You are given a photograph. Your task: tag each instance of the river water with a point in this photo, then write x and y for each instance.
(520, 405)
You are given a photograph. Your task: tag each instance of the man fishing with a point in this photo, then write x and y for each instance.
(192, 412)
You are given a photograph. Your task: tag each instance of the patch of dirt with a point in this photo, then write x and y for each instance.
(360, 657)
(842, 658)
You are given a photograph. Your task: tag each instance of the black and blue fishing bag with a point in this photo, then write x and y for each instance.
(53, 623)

----------

# [SET PROBLEM]
Please put every line of the material above into a numbered list, leaving out blank lines.

# [FINAL RESULT]
1. You are given a photograph. Your task: tag each instance of the river water with a point in this photo, then write x and y for each instance.
2. (520, 405)
3. You are given a photograph. Your task: tag each instance of the man fishing with a point in this photo, then write x and y for each instance.
4. (192, 412)
5. You are given a photograph. Your task: tag each instance of the patch of dirt with a point in this photo, then write x and y for each instance.
6. (360, 657)
7. (842, 658)
8. You are given a photograph. Your task: tag each instance of the black and blue fishing bag with a point in this photo, then write x and y for each instance.
9. (53, 623)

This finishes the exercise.